Return everything from "And what he" down to "about it sensibly." in the post on logic and feeling below, copied word for word.

**DOCUMENT SEGMENT**
--

Logic and feeling


Dawkins did an interview at the Global Humanist Conference this morning, and PZ has a report-plus-dissent on it.

Dawkins spoke at #whc2014 this morning, in an interview with Samira Ahmed. Ahmed held his feet to the fire a bit, and grilled him on the recent rape comparisons on Twitter. Unfortunately, he made the same justifications all over again. Basically, his argument was that his critics are:

  1. Irrational, incapable of grasping the lucid logic of his argument.
  2. Emotional, driven entirely by a visceral reaction to rape.
  3. Suppressive, unwilling to discuss the issues calmly. They never discuss some topics, like rape and pedophilia.

He received resounding applause from a receptive audience, and he would have deserved it if there had been any truth at all to his claims. There isn’t.

Well I’m not even sure he would have deserved resounding applause if there had been a tiny bit of truth to his claims, because the truth would be incomplete and tendentious.

For one thing – it’s just not a good approach to keep announcing that “I am being flawlessly rational and everyone who disagrees with me is being irrational.” It’s really not.

It’s not good epistemology to start with the assumption that “I am flawlessly rational” period. Humans aren’t flawlessly rational; even humans who know all about the ways humans aren’t flawlessly rational can be irrational in the same ways as everyone else, and the best of them know that and point out examples of it. Daniel Kahneman does that in Thinking Fast and Slow, and Carol Tavris and Elliot Aronson do it in Mistakes Were Made (but not by me).

And what he was saying wasn’t formal logic anyway. It wasn’t a syllogism. It made sense, it was reasonable, but it wasn’t a syllogism. It was a tweet but it was not a syllogism.

For the other thing, he’s just wrong in this disdain for what he calls “emotional.” Morality is an emotional subject; morality makes no sense without emotion; morality is not like a blueprint or an algorithm or a recipe. You need reason and feeling to be able to talk about it sensibly.

As many many many people have pointed out, he knows that himself – he said he chose a provocative subject on purpose. Well quite! If you’re going to choose a provocative subject, it’s no good then rejecting all the provoked responses on the grounds that they are provoked.

It’s not rational to think you can discuss inherently emotive subjects like rape “calmly” and with pure logic. I suspect he would be able to see this with no problem if the subjects were different. Imagine one of those BBC round-table discussions, in which an Islamist guy very calmly and logically explained why it’s haram for a woman to participate in public life. Would Dawkins frown on a feminist ex-Muslim woman who responded with heat as well as reason? I doubt it.

Comments

  1. daniel imms says

    I think Dawkins is right, and most people commenting here are being too emotional. And I bet that comment got an emotional reaction from some. Morality is not emotion. Morality is what you consider right and wrong for a reason. There is always a reason. I consider walking up to a shopkeeper and blowing his brains out to be morally wrong, because I wouldn’t want it to happen to me. That’s not emotional. Bring emotion into it and you lose perspective and rationality.

  2. Seven of Mine, formerly piegasm says

    For the other thing, he’s just wrong in this disdain for what he calls “emotional.” Morality is an emotional subject; morality makes no sense without emotion; morality is not like a blueprint or an algorithm or a recipe.

--

**SUPPLIED INFORMATION**
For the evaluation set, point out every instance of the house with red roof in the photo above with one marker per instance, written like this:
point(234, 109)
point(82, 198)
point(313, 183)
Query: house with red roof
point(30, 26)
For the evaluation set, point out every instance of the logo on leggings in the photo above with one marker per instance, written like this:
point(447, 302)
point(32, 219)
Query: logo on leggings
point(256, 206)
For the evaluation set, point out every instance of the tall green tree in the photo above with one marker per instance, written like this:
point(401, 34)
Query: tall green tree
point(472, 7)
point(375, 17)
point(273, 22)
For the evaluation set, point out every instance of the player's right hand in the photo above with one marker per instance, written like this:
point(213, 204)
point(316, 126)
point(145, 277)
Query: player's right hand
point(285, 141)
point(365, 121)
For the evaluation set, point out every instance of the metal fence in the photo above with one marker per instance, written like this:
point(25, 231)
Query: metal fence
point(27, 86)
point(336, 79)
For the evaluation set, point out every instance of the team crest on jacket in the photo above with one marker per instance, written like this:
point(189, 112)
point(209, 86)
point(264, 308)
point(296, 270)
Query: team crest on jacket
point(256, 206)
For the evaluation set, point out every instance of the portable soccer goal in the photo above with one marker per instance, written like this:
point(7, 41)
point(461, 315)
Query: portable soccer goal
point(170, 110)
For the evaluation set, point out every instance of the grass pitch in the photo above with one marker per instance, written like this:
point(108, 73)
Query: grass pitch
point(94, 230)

--

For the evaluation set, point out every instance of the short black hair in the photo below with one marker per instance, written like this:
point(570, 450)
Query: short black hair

--

**WRITTEN SOLUTION**
And what he was saying wasn’t formal logic anyway. It wasn’t a syllogism. It made sense, it was reasonable, but it wasn’t a syllogism. It was a tweet but it was not a syllogism.

For the other thing, he’s just wrong in this disdain for what he calls “emotional.” Morality is an emotional subject; morality makes no sense without emotion; morality is not like a blueprint or an algorithm or a recipe. You need reason and feeling to be able to talk about it sensibly.